Technologies for Intensification of Production and Uses of Grain Legumes for Nutritional Security

  • P M Gaur International Crops Research Institute for Semi-Arid Tropics (ICRISAT), Patancheru, Telangana
Keywords: Malnutrition, Nutritional Security, Grain Legumes, Bio-fortification


Malnutrition resulting from intake of food poor in nutritional value, particularly lacking in micronutrients, has been recognized as a serious health problem in developing countries including India. Nutritional security is a priority for India.
Crop diversification in agriculture contributes to balanced diet and nutritional security. Production intensification of nutrient-dense crops, contributes to their increased production, and consequently enhances their accessibility at affordable
prices to meet nutritional security. Grain legumes produce nutrient-dense grains rich in proteins, vitamins, minerals and micronutrients essential for growth and development. However, cultivation of grain legumes is often neglected resulting in poor production in the country, and consequently poor access to legumes at affordable prices. Pigeonpea or red gram (Cajanus cajan L.), chickpea or bengal gram (Cicer arietinum L.) and groundnut (Arachis hypogaea L.), the three nutritious grain legumes are grown widely across the country and are major constituents of Indian diets. They are climate- resilient crops adapted to water-limiting conditions making them choice crops for cultivation in adverse conditions. Policy options for promoting cultivation and increased production of pigeon pea, chickpea and groundnut are needed. Technology options for intensification of their cultivation include improved cultivars of grain legumes with enhanced adaptation and nutritional properties, their processing, plugging post-harvest and storage losses, and development of alternative food products. The chapter discusses the contribution of agriculture to nutritional security and the need to diversify cultivation of crops to include nutrient-dense grain legumes, and intensification of their cultivation to achieve their enhanced production and productivity. The scope to develop bio-fortified grain legumes is also discussed. Some countries have successfully harnessed the potential of processed grain legumes for use as food supplements for children and elderly, as well as to prepare readyto-use-therapeutic-food products to treat acute malnutrition.

(Source information):
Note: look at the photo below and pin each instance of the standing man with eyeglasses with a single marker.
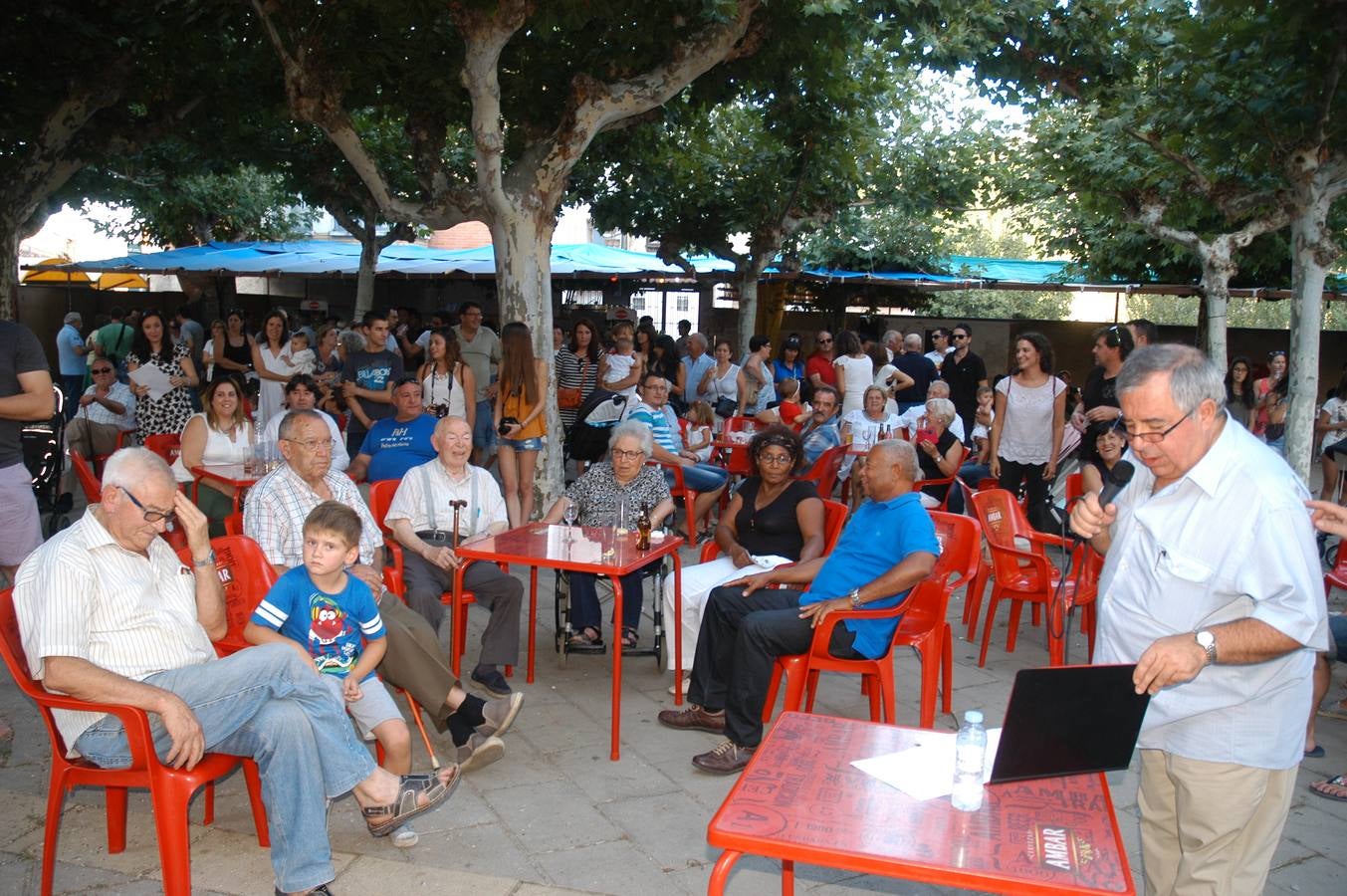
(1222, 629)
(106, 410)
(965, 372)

* * *

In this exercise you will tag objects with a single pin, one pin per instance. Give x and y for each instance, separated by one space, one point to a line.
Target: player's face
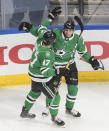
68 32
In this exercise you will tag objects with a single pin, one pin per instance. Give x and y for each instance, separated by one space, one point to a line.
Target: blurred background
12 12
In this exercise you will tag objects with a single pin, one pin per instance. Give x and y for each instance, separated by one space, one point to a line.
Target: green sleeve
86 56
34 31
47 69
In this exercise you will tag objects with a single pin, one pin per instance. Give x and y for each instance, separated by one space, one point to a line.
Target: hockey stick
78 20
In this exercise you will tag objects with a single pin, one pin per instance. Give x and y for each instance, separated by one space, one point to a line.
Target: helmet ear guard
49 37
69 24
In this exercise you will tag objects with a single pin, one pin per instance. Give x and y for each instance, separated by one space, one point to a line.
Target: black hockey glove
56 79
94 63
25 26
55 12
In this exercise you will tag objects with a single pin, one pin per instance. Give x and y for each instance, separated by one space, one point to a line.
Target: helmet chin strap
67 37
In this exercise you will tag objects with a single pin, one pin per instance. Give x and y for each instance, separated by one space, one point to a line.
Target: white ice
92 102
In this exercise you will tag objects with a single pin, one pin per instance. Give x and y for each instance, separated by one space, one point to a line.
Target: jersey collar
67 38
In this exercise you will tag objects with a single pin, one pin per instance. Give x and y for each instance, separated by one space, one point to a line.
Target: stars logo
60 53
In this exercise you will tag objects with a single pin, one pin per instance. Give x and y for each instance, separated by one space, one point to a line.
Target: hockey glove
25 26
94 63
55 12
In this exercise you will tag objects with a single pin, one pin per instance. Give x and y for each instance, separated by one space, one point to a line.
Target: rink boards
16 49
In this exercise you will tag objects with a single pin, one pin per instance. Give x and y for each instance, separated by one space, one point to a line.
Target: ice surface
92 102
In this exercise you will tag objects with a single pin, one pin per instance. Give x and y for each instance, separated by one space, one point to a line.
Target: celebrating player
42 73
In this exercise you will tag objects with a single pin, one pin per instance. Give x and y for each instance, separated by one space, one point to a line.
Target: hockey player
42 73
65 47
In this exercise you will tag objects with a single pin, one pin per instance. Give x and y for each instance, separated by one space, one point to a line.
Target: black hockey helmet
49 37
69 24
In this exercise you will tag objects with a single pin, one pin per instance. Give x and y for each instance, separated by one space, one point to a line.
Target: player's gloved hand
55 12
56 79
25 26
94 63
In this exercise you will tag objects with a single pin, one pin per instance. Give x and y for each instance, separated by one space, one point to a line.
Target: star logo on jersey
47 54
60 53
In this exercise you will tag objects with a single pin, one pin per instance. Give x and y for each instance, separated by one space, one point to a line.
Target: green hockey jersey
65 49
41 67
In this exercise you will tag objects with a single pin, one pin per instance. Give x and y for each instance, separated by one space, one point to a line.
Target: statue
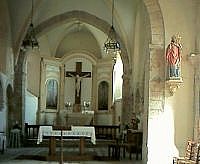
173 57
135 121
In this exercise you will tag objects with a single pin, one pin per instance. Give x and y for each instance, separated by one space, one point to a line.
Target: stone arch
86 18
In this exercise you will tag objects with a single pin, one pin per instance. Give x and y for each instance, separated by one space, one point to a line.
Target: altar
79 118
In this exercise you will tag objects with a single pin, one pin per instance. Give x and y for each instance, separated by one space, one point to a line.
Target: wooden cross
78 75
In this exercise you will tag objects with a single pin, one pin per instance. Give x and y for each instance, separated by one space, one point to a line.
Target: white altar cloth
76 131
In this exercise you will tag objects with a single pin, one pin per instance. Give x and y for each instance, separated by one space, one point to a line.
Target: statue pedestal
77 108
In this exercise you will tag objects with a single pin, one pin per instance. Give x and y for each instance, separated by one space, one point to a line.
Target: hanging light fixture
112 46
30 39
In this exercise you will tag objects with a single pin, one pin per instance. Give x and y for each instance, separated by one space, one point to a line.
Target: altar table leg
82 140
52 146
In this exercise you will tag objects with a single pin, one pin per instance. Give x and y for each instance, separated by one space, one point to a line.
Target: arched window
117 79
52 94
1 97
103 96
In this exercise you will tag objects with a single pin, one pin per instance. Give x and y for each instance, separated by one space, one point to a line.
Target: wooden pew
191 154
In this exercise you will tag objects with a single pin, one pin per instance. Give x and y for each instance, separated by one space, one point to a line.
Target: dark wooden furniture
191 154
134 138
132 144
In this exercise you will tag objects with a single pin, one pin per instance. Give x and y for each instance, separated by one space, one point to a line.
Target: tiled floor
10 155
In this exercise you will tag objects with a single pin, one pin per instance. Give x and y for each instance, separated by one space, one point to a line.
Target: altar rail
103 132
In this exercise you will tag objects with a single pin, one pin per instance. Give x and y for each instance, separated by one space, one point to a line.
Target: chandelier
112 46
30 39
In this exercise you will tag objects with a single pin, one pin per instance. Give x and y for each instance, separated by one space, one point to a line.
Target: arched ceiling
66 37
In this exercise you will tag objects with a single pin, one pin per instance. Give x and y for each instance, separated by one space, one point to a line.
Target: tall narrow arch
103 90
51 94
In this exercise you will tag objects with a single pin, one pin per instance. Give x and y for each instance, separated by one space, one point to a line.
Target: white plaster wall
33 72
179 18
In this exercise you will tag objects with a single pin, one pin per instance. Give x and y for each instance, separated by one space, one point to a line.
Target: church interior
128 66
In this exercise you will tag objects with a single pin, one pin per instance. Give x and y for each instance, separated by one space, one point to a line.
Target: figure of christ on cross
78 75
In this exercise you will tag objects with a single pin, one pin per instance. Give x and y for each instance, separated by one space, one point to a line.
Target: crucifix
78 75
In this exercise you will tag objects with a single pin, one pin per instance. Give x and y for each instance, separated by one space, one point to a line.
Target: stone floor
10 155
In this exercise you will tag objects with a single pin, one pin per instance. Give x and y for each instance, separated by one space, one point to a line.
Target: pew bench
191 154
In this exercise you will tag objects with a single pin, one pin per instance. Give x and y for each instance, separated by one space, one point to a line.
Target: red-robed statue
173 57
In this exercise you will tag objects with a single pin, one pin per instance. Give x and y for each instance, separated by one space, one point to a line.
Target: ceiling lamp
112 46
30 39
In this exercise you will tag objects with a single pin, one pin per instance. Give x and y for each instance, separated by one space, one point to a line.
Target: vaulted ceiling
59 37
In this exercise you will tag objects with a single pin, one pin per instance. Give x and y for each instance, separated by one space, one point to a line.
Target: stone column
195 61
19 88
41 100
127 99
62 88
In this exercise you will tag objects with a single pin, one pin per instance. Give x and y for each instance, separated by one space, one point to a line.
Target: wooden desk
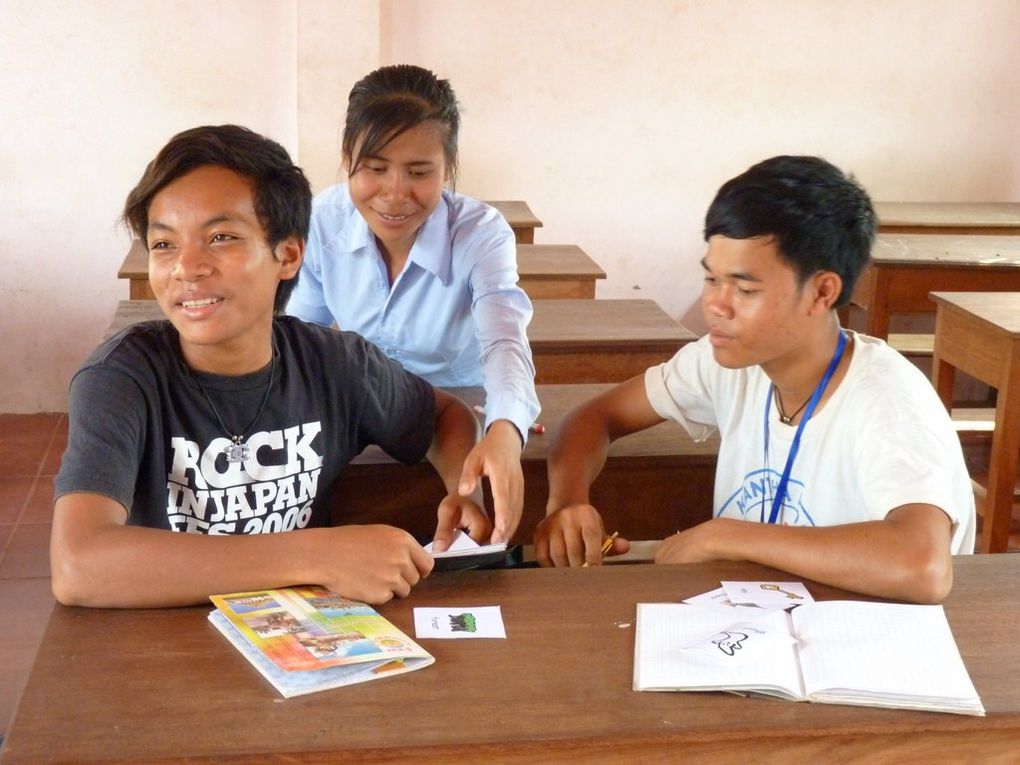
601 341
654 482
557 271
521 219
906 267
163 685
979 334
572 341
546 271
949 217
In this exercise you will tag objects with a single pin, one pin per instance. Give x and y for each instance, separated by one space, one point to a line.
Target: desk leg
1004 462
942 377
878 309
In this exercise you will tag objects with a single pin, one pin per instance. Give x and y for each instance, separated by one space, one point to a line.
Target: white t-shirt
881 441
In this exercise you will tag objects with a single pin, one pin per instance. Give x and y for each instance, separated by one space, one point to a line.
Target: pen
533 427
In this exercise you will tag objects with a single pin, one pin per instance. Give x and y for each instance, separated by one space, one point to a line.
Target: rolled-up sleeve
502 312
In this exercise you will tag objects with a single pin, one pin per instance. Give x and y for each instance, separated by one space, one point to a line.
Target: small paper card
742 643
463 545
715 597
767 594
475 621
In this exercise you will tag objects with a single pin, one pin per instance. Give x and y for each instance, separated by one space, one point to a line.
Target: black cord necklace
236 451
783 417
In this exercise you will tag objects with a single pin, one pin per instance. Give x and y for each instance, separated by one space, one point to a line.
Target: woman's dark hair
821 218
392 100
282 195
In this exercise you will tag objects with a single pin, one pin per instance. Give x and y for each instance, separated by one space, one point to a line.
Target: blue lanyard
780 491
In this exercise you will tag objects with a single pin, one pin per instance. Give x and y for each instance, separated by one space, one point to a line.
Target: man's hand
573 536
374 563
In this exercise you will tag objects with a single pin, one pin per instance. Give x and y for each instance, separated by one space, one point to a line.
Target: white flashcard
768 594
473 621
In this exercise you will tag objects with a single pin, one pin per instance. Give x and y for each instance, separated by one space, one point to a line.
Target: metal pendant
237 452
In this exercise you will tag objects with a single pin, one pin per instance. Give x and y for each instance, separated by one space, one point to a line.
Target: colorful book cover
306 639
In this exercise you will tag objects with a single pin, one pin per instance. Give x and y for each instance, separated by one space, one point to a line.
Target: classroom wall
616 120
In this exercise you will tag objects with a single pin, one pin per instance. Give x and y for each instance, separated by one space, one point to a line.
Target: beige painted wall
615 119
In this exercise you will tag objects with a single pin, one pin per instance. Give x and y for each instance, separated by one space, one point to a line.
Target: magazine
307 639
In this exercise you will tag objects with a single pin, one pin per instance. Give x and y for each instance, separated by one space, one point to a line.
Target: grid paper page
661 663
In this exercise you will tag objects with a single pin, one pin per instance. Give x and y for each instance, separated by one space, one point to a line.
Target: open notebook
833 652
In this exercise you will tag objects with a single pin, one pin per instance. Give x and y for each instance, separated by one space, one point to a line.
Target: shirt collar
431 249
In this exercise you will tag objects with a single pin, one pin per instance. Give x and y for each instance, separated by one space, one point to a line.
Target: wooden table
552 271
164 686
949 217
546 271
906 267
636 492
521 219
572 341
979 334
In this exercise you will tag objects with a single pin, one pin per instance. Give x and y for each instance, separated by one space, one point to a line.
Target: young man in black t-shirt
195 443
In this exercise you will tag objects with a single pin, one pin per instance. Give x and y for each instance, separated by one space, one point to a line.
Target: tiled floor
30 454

--

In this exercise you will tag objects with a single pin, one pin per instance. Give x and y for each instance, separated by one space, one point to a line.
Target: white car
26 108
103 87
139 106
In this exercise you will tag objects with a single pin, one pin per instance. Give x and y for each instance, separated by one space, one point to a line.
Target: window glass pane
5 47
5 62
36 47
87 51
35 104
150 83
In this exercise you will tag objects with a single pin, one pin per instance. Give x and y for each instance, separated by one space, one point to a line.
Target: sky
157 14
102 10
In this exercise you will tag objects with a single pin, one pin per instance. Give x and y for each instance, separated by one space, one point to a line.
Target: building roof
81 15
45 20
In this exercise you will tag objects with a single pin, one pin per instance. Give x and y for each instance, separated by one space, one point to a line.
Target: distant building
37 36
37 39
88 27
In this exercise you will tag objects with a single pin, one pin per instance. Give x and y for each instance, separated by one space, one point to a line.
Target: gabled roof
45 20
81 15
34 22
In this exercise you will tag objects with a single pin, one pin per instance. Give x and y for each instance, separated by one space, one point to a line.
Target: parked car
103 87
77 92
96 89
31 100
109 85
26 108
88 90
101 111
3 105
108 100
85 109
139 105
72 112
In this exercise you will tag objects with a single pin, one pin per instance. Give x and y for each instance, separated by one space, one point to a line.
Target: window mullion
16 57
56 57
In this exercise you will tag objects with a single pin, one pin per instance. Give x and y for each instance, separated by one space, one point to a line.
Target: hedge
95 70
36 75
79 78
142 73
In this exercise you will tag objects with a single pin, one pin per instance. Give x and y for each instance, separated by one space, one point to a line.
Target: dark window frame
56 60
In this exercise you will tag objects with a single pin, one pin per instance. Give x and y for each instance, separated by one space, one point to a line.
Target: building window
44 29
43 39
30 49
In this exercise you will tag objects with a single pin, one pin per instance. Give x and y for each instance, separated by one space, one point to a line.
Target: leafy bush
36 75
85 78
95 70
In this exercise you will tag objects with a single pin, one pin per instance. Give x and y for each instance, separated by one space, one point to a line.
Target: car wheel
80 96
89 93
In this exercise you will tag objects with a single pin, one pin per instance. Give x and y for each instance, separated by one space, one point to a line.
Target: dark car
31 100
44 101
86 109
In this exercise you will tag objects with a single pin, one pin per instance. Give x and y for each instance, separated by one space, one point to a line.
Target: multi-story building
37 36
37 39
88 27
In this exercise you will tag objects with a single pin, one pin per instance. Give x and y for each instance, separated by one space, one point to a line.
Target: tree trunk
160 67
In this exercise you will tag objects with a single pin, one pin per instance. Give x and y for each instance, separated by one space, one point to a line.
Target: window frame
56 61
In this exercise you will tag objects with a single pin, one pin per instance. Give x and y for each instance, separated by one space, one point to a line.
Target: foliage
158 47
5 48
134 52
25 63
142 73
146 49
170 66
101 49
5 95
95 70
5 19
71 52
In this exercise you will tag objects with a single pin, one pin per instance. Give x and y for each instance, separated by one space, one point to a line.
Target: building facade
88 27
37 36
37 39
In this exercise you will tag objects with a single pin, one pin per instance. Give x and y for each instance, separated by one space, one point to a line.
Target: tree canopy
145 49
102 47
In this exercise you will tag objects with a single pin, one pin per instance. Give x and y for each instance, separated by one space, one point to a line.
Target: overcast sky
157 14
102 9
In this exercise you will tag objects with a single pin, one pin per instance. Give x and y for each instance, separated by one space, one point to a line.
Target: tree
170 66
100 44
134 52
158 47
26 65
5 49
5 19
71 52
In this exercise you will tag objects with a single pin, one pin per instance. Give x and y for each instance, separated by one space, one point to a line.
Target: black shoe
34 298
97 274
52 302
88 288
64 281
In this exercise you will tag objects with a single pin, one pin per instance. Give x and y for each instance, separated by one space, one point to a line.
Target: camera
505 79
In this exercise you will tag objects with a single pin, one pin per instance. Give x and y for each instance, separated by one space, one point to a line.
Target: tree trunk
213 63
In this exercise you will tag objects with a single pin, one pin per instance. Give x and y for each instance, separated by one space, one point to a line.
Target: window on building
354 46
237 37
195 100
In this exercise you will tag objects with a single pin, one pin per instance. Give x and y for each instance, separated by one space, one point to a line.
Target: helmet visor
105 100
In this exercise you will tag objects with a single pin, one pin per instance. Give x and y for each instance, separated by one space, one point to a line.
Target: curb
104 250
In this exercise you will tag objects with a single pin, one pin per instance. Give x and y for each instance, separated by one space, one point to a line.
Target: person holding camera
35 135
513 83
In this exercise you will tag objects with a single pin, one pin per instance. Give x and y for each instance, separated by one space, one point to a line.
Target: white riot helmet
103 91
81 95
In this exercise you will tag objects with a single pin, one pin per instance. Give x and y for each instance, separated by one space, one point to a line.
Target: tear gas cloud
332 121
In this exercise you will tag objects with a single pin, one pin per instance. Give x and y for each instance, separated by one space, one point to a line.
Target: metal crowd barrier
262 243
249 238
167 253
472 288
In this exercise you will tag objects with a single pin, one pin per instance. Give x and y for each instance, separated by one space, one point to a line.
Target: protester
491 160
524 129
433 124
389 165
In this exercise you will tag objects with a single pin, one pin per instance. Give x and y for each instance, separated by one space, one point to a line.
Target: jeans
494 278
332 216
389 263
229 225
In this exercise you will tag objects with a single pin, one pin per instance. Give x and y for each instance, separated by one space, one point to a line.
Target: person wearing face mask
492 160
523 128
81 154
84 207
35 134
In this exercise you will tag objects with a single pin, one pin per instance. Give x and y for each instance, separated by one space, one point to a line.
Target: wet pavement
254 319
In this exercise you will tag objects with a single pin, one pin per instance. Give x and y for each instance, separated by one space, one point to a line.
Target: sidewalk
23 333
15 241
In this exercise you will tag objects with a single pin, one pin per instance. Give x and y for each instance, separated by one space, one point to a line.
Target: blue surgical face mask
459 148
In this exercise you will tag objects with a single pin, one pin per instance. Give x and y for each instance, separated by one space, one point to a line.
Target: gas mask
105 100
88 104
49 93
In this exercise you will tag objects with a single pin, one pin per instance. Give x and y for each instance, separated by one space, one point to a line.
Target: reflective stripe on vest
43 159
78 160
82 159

(What you will do):
[1] Decide whether each statement below agrees with the text on grain legumes. Answer yes or no, and quote the words from the text that settle it.
(a) Pigeonpea, chickpea and groundnut are described as suited to conditions where water is limited.
(b) Grain legume cultivation in the country is described as well tended, which yields high production.
(c) Some countries have made use of processed grain legumes.
[2] Using the text on grain legumes, answer each question.
(a) What botanical name is given for groundnut?
(b) What is called a priority for India?
(c) Besides children, what group is named for food supplements made from processed grain legumes?
Answer from the text on grain legumes alone.

(Expected outputs):
[1]
(a) Yes: "adapted to water-limiting conditions"
(b) No: "cultivation of grain legumes is often neglected resulting in poor production in the country"
(c) Yes: "Some countries have successfully harnessed the potential of processed grain legumes"

[2]
(a) Arachis hypogaea L.
(b) Nutritional security
(c) The elderly